• [Text provided]
::::::::

Training and disciplining kids is tough. It’s even harder when you’re in a complex family situation, and more and more dads are finding themselves in that place.
Our staff recently heard from several dads whose stories illustrate this (and whose names have been changed here).
James is a partial-custody father. His 12-year-old daughter is acting out—taking things from a relative’s house, and generally being irresponsible at school and in other ways. James is trying to address these issues, but finds it hard to make any progress with his daughter since his time with her is limited and her mom takes a softer approach to discipline that he doesn’t agree with.
Kevin works long hours, which really limits his opportunities to spend time with his 6-year-old stepson. The boy sees his biological father mostly on birthdays and holidays, but Kevin says the other father is very lax in his rules and expectations. So, while the other dad gets to be the “fun dad” when he’s around, Kevin is afraid the boy sees him as the “mean dad” since he’s the one who’s handling many of the everyday behavior issues.
And really, most all dads deal with similar questions from time to time: How do I balance the hard side and the soft side of being a father? When does my child need more love as opposed to discipline?
There are no easy answers, but there’s this classic wisdom for parents: “Rules without relationship lead to rebellion.” That might be even more relevant for dads and kids in these complex situations, and it’s a great reminder for all dads, no matter what the family situation.

::::::::

• [Entries supplied]
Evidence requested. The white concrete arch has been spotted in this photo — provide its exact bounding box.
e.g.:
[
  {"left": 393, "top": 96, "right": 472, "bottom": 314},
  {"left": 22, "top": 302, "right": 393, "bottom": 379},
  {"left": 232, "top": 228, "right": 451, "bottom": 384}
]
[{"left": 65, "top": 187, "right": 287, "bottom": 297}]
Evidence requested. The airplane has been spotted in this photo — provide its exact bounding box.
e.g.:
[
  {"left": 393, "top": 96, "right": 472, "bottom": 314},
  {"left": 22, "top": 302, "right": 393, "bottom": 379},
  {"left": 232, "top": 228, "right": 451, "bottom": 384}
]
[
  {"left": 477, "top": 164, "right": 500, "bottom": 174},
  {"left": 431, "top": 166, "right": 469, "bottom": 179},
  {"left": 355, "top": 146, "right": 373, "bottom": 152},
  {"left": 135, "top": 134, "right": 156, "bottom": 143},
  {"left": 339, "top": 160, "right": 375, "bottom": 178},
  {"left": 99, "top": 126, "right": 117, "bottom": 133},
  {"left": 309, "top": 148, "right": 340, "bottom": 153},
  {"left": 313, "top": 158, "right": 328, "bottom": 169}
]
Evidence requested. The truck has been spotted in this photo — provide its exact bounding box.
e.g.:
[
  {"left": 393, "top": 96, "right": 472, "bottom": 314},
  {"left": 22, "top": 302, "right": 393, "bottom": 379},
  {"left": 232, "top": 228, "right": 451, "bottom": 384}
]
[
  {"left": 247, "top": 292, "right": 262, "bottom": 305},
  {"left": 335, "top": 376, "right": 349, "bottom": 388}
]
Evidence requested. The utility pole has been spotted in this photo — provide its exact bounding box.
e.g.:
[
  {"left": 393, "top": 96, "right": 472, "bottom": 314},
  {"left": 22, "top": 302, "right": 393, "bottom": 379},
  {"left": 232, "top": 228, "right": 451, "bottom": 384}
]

::::::::

• [What to produce]
Say whether each statement agrees with the text on fathers and discipline: (a) James's daughter is 12 years old; (b) Kevin's stepson sees his biological father every weekend; (c) Kevin's work schedule gives him plenty of time with his stepson. Answer yes or no for each, quoting the deciding words of the text. Use only the text on fathers and discipline for what comes next, not the entries.

• [Answer to this task]
(a) Yes: "His 12-year-old daughter is acting out."
(b) No: "The boy sees his biological father mostly on birthdays and holidays."
(c) No: "Kevin works long hours, which really limits his opportunities to spend time with his 6-year-old stepson."